**What is asked**
Please write out the part of the records below that opens with the line containing "Can you find the metal roof" and closes with the line containing "<point>388,268</point>", keeping both of those lines and changing nothing.

**Dataset**
◇ ◇ ◇ ◇ ◇ ◇ ◇

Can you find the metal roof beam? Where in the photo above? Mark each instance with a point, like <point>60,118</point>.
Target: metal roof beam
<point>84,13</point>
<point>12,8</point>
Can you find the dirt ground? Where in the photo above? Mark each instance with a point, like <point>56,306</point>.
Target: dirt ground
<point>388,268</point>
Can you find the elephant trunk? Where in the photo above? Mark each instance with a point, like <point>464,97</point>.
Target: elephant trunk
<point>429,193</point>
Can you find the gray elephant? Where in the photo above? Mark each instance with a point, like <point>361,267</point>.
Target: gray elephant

◇ ◇ ◇ ◇ ◇ ◇ ◇

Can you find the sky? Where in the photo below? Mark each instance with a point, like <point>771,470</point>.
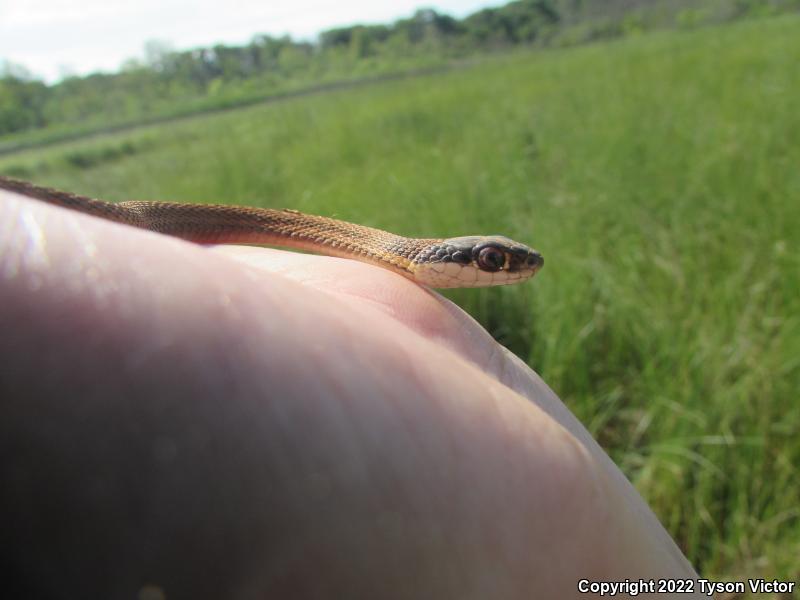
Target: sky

◇ ◇ ◇ ◇ ◇ ◇ ◇

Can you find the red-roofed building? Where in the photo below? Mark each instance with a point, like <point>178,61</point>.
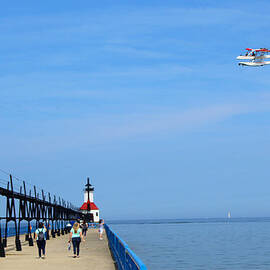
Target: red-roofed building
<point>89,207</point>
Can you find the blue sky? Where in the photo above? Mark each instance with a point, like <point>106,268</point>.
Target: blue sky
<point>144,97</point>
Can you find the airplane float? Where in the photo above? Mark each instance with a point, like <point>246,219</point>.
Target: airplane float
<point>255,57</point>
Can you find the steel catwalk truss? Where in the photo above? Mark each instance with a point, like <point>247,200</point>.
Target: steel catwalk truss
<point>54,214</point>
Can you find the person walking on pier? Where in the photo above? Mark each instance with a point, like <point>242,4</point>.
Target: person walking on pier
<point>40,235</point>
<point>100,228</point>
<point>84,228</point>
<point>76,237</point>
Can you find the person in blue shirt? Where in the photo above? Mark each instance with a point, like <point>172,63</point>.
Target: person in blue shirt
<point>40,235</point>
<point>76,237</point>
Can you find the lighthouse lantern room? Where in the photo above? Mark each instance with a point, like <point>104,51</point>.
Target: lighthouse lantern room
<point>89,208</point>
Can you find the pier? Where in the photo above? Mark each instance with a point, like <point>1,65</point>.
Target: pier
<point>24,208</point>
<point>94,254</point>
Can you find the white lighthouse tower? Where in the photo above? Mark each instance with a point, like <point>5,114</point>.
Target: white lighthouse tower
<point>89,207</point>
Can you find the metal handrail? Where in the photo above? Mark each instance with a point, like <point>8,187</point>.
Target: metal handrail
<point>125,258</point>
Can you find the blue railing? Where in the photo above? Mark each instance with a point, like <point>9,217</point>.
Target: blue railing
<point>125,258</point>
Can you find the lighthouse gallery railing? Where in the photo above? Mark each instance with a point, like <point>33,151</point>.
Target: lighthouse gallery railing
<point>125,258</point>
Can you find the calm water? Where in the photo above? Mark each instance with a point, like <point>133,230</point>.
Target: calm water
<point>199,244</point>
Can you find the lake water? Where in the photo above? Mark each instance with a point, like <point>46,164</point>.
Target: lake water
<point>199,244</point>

◇ ◇ ◇ ◇ ◇ ◇ ◇

**Solved exercise**
Can you find the metal roof beam? Where in the photo above? Mark each instance with a point, like <point>60,118</point>.
Target: metal roof beam
<point>84,13</point>
<point>12,8</point>
Can you find the dirt ground? Where in the photo above? Mark each instance with a point, like <point>56,306</point>.
Target: dirt ground
<point>388,268</point>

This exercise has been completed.